■ Working data:
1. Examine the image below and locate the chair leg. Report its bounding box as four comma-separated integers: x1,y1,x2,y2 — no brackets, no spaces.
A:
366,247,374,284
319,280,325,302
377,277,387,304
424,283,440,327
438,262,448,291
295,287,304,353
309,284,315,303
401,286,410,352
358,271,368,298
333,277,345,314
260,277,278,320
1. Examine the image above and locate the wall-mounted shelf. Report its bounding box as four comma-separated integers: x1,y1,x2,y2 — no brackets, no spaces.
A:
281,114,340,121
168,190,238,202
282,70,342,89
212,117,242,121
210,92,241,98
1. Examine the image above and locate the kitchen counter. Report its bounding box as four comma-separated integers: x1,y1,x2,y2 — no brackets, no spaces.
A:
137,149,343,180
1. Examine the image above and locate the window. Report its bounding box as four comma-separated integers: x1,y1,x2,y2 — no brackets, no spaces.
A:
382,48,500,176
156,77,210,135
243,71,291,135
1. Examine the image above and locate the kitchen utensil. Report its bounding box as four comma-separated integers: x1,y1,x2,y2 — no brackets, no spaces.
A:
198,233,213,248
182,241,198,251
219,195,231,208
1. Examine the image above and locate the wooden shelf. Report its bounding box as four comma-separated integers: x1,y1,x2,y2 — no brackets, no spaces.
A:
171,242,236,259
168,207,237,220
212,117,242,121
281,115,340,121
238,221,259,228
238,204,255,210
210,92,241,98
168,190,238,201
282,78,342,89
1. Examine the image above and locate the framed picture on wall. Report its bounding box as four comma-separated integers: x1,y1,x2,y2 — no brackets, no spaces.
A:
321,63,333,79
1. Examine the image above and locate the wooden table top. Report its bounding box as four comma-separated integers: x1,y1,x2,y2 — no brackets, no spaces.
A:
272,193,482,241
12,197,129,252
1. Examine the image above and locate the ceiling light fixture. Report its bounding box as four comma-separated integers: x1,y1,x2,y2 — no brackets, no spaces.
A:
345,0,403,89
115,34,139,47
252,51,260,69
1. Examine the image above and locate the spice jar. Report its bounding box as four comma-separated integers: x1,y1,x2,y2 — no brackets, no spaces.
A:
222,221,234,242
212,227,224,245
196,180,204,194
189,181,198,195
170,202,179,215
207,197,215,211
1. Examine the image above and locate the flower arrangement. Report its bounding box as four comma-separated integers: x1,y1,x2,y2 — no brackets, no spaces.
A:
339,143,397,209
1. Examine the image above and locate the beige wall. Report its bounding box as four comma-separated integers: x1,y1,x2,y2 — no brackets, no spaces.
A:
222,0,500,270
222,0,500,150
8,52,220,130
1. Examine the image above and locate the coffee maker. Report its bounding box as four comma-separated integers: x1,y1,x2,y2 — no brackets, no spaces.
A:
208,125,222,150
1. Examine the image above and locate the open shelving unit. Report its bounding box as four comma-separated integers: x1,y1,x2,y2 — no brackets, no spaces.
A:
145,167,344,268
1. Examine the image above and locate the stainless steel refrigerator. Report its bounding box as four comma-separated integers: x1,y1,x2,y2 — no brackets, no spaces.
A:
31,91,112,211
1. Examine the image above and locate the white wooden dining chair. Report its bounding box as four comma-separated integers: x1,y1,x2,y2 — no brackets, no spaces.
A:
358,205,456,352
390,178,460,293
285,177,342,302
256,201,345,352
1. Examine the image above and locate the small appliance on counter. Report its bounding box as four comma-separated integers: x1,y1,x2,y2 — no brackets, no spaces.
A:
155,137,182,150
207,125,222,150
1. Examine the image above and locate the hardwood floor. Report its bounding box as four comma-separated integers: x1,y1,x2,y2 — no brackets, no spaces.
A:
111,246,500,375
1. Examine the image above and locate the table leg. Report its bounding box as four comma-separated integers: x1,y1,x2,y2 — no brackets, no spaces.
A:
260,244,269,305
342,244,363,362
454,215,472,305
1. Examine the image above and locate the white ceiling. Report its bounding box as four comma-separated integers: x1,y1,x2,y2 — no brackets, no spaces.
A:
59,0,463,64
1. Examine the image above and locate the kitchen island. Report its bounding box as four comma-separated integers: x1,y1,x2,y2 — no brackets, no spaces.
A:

■ Exercise details:
Convert all the entries above into a Markdown table with two columns, Row and Line. Give each non-blank line its own numbered row and skip blank lines.

■ Solution for this problem:
| Row | Line |
|---|---|
| 1 | 1. Examine the image below and locate the chair leg. Report its bounding box as four comma-separated integers: x1,y1,x2,y2 — no brackets, no spaces. |
| 2 | A: |
| 3 | 366,247,374,284 |
| 4 | 319,280,325,302 |
| 5 | 377,277,387,304 |
| 6 | 424,283,440,327 |
| 7 | 438,262,448,291 |
| 8 | 295,287,304,353 |
| 9 | 309,284,315,303 |
| 10 | 401,286,410,352 |
| 11 | 358,271,368,298 |
| 12 | 333,277,345,314 |
| 13 | 260,277,278,320 |
| 14 | 1. Examine the image above and locate the wall-mounted shelf. Report its bounding box as four comma-separated integers: x1,y1,x2,y2 — no brackets, no spaces. |
| 15 | A: |
| 16 | 281,114,340,121 |
| 17 | 168,190,238,202 |
| 18 | 282,70,342,89 |
| 19 | 212,117,242,121 |
| 20 | 210,92,241,98 |
| 21 | 1. Examine the image above and locate the kitchen counter. Report its bounding box as four comma-separated integers: x1,y1,x2,y2 — no brackets, no spaces. |
| 22 | A: |
| 23 | 137,149,343,180 |
| 24 | 1. Examine the image above and locate the window. Report its bounding box as four comma-separated integers: x1,y1,x2,y2 — no brackets, no spaces. |
| 25 | A: |
| 26 | 382,48,500,176 |
| 27 | 156,77,210,135 |
| 28 | 243,71,291,135 |
| 29 | 1. Examine the image above and locate the kitchen utensil. Report its bounding box as four comma-separated integers: x1,y1,x2,y2 — no brackets, no spaces. |
| 30 | A: |
| 31 | 198,233,213,248 |
| 32 | 182,241,198,251 |
| 33 | 219,195,231,208 |
| 34 | 1. Examine the image above and locate the wooden shelf. Report its bounding box as four comma-separated integers: x1,y1,x2,y2 — no brackets, no spaces. |
| 35 | A: |
| 36 | 171,242,236,259 |
| 37 | 168,207,237,220 |
| 38 | 212,117,242,121 |
| 39 | 281,115,340,121 |
| 40 | 238,221,259,228 |
| 41 | 238,204,255,210 |
| 42 | 210,92,241,98 |
| 43 | 168,190,238,201 |
| 44 | 282,78,342,89 |
| 45 | 1. Examine the image above and locate the framed picture on wall. Report its bounding box as four comma-separated integers: x1,y1,x2,y2 — no brackets, no spaces. |
| 46 | A: |
| 47 | 321,63,333,79 |
| 48 | 1. Examine the image above and locate the wooden table top. Report its bounding box as four comma-separated integers: x1,y1,x2,y2 — no brackets, no spaces. |
| 49 | A: |
| 50 | 272,193,482,241 |
| 51 | 12,197,129,252 |
| 52 | 1. Examine the image above and locate the ceiling light fixture. Report its bounding box as four comma-separated integers: x1,y1,x2,y2 — no brackets, no spaces. |
| 53 | A: |
| 54 | 345,0,403,89 |
| 55 | 115,34,139,47 |
| 56 | 252,51,260,69 |
| 57 | 1. Examine the image above and locate the spice jar. Report its bounding box as four comma-separated integers: x1,y1,x2,y2 — no brackets, no spaces. |
| 58 | A: |
| 59 | 222,221,234,242 |
| 60 | 212,227,224,245 |
| 61 | 196,180,204,194 |
| 62 | 189,181,198,195 |
| 63 | 170,202,179,215 |
| 64 | 207,197,215,211 |
| 65 | 1. Examine the image above and locate the flower arrangement. Report its bounding box as four comma-separated integers: x1,y1,x2,y2 — no brackets, no spaces. |
| 66 | A: |
| 67 | 339,143,397,209 |
| 68 | 1. Examine the image above and locate the beige wall. Report its bounding box as four comma-separated integers: x1,y1,x2,y2 — no brackets, no spaces. |
| 69 | A: |
| 70 | 222,0,500,270 |
| 71 | 222,0,500,150 |
| 72 | 8,52,220,130 |
| 73 | 1. Examine the image above and locate the coffee maker. Report its bounding box as four comma-separated integers: x1,y1,x2,y2 — no brackets, no spaces. |
| 74 | A: |
| 75 | 208,125,222,150 |
| 76 | 1. Examine the image above and locate the open shelving unit. Report its bounding box as four comma-separated integers: x1,y1,x2,y2 — no brackets, no spaces. |
| 77 | A: |
| 78 | 145,167,344,268 |
| 79 | 1. Examine the image above and locate the stainless steel refrigerator. Report its bounding box as four comma-separated integers: x1,y1,x2,y2 — no brackets, no spaces. |
| 80 | A: |
| 81 | 31,91,112,211 |
| 82 | 1. Examine the image above and locate the white wooden dining chair. Report its bounding box as four comma-separated integers: x1,y1,x2,y2 — no brackets, no spaces. |
| 83 | A: |
| 84 | 358,205,456,352 |
| 85 | 390,178,460,293 |
| 86 | 285,177,342,302 |
| 87 | 256,201,345,352 |
| 88 | 1. Examine the image above and locate the small appliance on counter. Report its bounding box as four comma-separated integers: x1,y1,x2,y2 — no brackets, no spaces. |
| 89 | A: |
| 90 | 155,137,182,150 |
| 91 | 207,125,222,150 |
| 92 | 1. Examine the image above and locate the hardwood floor. Report its bounding box as four comma-separated integers: x1,y1,x2,y2 — no brackets, no spaces. |
| 93 | A: |
| 94 | 111,246,500,375 |
| 95 | 1. Examine the image above and locate the table leg. Report its bounding box as four comma-separated integers: x1,y1,x2,y2 — no brackets, no spaces. |
| 96 | A: |
| 97 | 260,244,269,305 |
| 98 | 342,244,363,362 |
| 99 | 454,215,472,305 |
| 100 | 1. Examine the image above and locate the white ceiling. Report its bounding box as four comma-separated integers: x1,y1,x2,y2 — no brackets, no spaces. |
| 101 | A: |
| 102 | 59,0,463,64 |
| 103 | 1. Examine the image above and locate the kitchen island. Report its bounding box as four comma-separated integers: x1,y1,x2,y2 — no brackets, no spaces. |
| 104 | A: |